• **Excerpt to read**
Burnt clay bricks comprise one of the most important building units in the construction industry. Around 20,000 brick kilns (mostly in a Bull’s Trench layout) are found in Pakistan alone for the production of burnt clay bricks, causing serious environmental issues (i.e., air pollution and the consumption of fertile clay) [1]. Approximately 1.4 trillion units of fired clay bricks are manufactured worldwide, and 340 billion tons of clay have been excavated around the globe for the production of clay bricks [2]. However, their quality and strength characteristics are dependent on several variables, including their constituents, such as clay, water content, and curing before burning [3]. Furthermore, the firing temperature in the kiln plays a vital role in achieving the brick’s desired properties. This causes a serious threat to the environment and leads to an increase in the initial cost of manufacture due to costly firing processes [4]. Therefore, an alternative to conventional burnt clay bricks is required for sustainable and pollution-free construction. Mega-scale infrastructure development (i.e., thermal coal-power plants) in the energy sector leads to the generation of a huge amount of industrial waste. Hence, around 730 million tons of industrial waste (i.e., coal ash) is produced and disposed of in open landfills, causing an environmental overburden that may eventually threaten human life [5]. Therefore, the efficient reuse of untreated coal ash generated from local coal power plants can be an important component in the sustainable management and disposal of waste.
Coal ash generated by thermal power plants is largely consumed in the construction industry, in various countries such as China, India, the United States (US), and the European Union (EU), among others. It is estimated that around 86%, 66%, 51%, and 35% of coal ash is used in the construction industries of China, India, the US, and the EU, respectively [6]. A great deal of published research is available on the utilization of coal ash/fly ash in the construction industry, especially in concrete [7,8,9]. The most common areas of applications of coal ash in construction include the production of high-strength concrete [10], as a base material for roads [11], waste stabilization [12], clinker formation [13], and, recently, in the production of geopolymer concrete [14], bricks, and blocks [15,16]. The utilization of coal ash for the production of new building units with reliable and quantifiable mechanical properties offers a positive impact on the environment by conservation of natural resources used for brick manufacturing [17]. Furthermore, coal ash is also a multifaceted material, containing around 188 mineral groups and 316 individual minerals [18]. Metallic oxides were the major constituents with unburnt carbon contents. Usually, the principal oxides are in the following order: SiO2 > Al2O3 > Fe2O3 > CaO > MgO > K2O [17]. One of the major areas for the consumption of coal ash in construction industries is in the production of bricks incorporating coal ash.

• **Provided information**
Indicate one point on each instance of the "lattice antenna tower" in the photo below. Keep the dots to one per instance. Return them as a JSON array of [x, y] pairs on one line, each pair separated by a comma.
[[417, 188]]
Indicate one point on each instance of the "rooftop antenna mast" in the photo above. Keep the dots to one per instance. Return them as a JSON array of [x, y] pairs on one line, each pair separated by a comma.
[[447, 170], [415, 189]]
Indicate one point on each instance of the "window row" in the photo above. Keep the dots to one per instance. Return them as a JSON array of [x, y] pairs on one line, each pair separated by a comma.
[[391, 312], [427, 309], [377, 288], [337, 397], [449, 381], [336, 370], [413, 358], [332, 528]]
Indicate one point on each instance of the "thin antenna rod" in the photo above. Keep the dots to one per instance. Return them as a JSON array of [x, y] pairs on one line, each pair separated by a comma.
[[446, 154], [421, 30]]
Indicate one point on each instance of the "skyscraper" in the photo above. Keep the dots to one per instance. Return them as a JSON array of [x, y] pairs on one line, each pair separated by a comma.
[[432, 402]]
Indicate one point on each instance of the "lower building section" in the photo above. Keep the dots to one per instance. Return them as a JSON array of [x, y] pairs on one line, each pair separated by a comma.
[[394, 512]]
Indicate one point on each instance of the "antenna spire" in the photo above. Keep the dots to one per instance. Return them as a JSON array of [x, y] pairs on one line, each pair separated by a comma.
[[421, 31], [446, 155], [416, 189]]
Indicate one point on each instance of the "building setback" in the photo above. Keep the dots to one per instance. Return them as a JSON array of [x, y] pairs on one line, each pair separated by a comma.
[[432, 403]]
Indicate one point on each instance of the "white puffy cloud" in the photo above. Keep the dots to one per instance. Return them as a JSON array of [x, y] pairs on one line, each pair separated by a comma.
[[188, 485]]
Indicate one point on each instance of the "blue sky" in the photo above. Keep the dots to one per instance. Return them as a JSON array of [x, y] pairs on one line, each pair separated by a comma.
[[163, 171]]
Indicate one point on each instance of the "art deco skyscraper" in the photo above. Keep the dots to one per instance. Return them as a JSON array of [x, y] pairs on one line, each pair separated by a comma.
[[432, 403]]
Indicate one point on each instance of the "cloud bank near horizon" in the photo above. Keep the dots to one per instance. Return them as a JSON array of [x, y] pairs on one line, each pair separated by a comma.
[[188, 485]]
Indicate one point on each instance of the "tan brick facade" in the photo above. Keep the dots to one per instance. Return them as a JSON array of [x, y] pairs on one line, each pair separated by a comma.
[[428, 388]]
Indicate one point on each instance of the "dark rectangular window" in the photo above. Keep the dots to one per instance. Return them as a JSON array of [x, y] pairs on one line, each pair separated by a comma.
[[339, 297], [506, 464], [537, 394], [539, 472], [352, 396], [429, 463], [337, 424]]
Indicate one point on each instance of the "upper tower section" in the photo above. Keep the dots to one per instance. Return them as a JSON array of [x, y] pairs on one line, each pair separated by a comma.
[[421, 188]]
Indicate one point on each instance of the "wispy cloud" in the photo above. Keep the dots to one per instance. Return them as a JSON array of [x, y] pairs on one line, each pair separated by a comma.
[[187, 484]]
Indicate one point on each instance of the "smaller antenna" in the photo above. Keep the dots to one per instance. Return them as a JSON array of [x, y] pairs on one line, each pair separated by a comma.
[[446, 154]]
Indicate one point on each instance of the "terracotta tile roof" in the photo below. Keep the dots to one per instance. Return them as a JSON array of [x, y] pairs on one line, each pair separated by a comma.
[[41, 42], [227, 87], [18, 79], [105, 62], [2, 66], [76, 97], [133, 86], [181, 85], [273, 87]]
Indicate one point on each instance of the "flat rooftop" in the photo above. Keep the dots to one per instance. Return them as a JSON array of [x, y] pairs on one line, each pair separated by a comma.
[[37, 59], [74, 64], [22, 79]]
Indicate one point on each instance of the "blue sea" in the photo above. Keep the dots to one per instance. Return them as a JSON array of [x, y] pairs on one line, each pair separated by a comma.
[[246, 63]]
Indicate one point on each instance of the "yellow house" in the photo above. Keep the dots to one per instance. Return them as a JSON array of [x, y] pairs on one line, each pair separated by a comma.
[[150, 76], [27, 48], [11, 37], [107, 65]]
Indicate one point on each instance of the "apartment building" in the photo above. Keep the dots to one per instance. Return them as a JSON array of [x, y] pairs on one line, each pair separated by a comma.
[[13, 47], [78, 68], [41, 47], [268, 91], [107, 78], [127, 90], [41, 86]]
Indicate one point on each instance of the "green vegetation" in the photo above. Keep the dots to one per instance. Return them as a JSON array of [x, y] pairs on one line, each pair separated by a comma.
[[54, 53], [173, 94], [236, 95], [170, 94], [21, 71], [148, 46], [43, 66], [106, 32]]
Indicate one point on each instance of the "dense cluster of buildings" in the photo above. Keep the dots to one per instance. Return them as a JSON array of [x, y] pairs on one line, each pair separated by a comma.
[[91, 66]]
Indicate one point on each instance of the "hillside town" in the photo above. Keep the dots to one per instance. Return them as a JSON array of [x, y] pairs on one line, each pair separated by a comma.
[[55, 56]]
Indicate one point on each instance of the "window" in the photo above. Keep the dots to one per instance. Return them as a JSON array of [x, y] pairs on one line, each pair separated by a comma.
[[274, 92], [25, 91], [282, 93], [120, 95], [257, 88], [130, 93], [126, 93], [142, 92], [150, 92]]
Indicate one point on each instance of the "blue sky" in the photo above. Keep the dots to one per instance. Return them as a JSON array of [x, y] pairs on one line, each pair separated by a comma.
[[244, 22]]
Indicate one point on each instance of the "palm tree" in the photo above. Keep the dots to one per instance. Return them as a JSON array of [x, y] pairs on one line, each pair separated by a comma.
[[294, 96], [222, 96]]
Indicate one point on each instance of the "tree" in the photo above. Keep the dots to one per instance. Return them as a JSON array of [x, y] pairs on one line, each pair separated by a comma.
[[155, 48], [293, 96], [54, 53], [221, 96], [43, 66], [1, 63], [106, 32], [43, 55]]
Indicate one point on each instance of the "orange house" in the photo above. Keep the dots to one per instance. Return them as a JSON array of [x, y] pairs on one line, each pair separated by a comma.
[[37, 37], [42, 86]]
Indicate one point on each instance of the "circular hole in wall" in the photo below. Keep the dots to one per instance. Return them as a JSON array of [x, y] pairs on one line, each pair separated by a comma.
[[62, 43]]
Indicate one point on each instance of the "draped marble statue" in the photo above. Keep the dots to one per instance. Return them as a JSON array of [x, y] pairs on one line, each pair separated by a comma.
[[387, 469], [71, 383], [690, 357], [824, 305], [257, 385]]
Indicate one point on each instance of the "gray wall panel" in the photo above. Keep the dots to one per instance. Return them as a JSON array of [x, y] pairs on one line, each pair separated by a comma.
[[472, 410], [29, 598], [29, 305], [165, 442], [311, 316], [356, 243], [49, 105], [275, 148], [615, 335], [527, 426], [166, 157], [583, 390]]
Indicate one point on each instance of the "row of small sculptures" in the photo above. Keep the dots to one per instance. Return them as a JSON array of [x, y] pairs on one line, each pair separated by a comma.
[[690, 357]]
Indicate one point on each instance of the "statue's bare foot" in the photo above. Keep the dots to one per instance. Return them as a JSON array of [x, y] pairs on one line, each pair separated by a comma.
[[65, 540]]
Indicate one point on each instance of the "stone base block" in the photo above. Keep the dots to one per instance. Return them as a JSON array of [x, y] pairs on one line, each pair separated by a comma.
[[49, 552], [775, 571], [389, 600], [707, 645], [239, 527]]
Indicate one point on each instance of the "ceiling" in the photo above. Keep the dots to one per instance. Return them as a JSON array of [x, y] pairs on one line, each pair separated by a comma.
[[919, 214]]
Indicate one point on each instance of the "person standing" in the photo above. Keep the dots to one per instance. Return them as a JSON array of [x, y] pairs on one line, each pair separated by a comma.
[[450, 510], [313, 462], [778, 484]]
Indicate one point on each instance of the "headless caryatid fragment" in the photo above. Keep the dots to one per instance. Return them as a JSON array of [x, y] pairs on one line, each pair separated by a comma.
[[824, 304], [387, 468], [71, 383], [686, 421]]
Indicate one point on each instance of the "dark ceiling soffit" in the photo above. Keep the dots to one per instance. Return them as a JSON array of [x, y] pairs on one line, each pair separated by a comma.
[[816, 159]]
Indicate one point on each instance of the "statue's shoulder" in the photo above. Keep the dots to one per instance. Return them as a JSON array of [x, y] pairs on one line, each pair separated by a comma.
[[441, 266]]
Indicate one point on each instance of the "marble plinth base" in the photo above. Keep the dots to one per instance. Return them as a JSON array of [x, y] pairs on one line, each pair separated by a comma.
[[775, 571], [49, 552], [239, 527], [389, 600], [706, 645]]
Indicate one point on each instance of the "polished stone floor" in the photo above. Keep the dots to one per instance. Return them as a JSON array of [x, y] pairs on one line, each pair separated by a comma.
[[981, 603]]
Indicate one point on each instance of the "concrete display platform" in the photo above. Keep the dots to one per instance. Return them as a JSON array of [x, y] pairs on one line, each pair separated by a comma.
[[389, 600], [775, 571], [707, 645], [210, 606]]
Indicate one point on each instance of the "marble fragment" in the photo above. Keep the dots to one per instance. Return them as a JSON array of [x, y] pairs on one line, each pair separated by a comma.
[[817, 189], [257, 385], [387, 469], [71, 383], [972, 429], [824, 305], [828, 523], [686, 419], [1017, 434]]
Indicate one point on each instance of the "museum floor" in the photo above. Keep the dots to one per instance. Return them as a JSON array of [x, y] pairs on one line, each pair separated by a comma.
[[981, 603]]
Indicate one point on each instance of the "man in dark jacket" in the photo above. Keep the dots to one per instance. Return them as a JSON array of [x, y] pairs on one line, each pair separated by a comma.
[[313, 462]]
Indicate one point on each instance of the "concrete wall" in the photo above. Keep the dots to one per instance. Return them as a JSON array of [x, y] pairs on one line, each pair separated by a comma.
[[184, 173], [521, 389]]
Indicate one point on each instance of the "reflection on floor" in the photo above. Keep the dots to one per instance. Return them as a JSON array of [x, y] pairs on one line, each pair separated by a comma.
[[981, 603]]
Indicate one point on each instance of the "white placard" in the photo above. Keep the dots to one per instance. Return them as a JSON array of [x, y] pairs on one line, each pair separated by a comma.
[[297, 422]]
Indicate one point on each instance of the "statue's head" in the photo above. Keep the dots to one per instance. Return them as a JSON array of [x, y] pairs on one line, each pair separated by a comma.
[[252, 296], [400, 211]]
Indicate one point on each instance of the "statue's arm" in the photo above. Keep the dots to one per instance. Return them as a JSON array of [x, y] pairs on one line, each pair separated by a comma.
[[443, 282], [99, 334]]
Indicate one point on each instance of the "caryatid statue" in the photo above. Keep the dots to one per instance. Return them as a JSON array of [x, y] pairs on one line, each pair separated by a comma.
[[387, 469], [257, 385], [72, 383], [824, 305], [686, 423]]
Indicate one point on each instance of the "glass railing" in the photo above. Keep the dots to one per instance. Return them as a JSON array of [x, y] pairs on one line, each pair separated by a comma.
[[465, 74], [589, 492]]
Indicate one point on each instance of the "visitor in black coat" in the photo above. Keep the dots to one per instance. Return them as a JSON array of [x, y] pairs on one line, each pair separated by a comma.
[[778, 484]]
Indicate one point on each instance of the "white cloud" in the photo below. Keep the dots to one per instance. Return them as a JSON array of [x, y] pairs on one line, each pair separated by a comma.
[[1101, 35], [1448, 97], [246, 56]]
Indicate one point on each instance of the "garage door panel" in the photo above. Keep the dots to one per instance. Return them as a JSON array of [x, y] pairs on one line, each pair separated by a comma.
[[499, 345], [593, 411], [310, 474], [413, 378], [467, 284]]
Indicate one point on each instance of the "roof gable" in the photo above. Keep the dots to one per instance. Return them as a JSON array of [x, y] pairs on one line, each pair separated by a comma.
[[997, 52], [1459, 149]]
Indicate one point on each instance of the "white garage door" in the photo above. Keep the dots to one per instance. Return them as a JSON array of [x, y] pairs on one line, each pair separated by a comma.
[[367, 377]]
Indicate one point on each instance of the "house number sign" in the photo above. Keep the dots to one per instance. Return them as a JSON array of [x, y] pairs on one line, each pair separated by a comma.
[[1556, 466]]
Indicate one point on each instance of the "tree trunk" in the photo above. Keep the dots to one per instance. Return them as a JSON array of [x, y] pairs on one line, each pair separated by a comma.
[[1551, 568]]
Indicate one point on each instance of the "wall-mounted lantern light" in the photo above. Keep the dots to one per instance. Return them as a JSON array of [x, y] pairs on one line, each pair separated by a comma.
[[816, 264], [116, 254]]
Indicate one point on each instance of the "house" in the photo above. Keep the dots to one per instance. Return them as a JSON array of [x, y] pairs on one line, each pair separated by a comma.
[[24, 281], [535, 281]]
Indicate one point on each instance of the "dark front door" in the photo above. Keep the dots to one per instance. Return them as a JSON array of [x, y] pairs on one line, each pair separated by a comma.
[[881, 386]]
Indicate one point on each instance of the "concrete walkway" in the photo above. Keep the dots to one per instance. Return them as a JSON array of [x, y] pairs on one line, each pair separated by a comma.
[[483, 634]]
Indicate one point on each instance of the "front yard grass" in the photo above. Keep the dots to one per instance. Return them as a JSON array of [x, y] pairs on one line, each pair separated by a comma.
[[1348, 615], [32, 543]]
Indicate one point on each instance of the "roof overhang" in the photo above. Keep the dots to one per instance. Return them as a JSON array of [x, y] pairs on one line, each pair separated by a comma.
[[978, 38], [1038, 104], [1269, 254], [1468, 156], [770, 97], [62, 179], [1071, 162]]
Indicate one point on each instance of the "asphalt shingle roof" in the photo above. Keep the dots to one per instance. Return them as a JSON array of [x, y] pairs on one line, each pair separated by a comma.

• **Problems**
- 1) Rewrite the stretch of rows from the first row through the one containing "[[417, 188]]", replacing "lattice antenna tower" with "steel transmission tower" and leaving everything else unchanged.
- 2) Carry the passage on coal ash in brick production forward from its final sentence.

• **Results for the exercise**
- 1)
Indicate one point on each instance of the "steel transmission tower" in the photo below. Keep the dots to one per instance. Return them as a JSON array of [x, y] pairs on one line, each pair separated by a comma.
[[417, 188]]

- 2)
In South Asia, Pakistan is one of the largest brick producers. About 45 billion bricks are manufactured in Pakistan according to Business Record 2017 [19]. Conventional burnt clay brick production involves the utilization of the top layer of fertile soil and the burning of the clay beneath, leading to serious environmental concerns due to the hazardous emissions produced by brick kilns [20]. In recent years, sustainable bricks utilizing waste material have been manufactured [21,22,23,24]. Furthermore, the production of unburnt compressible waste bricks involving different parameters (i.e., the type of waste material, optimization of the constituents, and curing temperature) are reported elsewhere [25,26,27]. However, there is very scant published literature available [28] regarding the utilization of untreated coal ash (CA) for the production of sustainable compressible bricks. Therefore, an evaluation of the developments in unburnt compressible waste brick using untreated coal ash needs to take place for sustainable brick manufacturing. A sustainable compressed brick utilizing coal ash (as an alternative to burnt clay bricks) has been investigated in the current paper, working toward environmental protection by reducing CO2 emissions and saving fertile land. This research aimed to replace 100% of clay with waste coal ash and ordinary Portland cement for the production of bricks on a massive scale. The production of coal ash bricks will eliminate the costly firing process of conventional clay bricks, leading to more economical and sustainable construction.
Various researchers have studied the use of processed coal ash/fly ash for the production of ash bricks [6,15,21]. However, the uses of untreated raw coal ash that is directly collected from the deposition sites in construction activities are limited, because of its inferior properties compared to conventional fly ash. Therefore, this study aims to investigate the suitability of untreated coal ash as a potential material for the production of eco-friendly compressed bricks.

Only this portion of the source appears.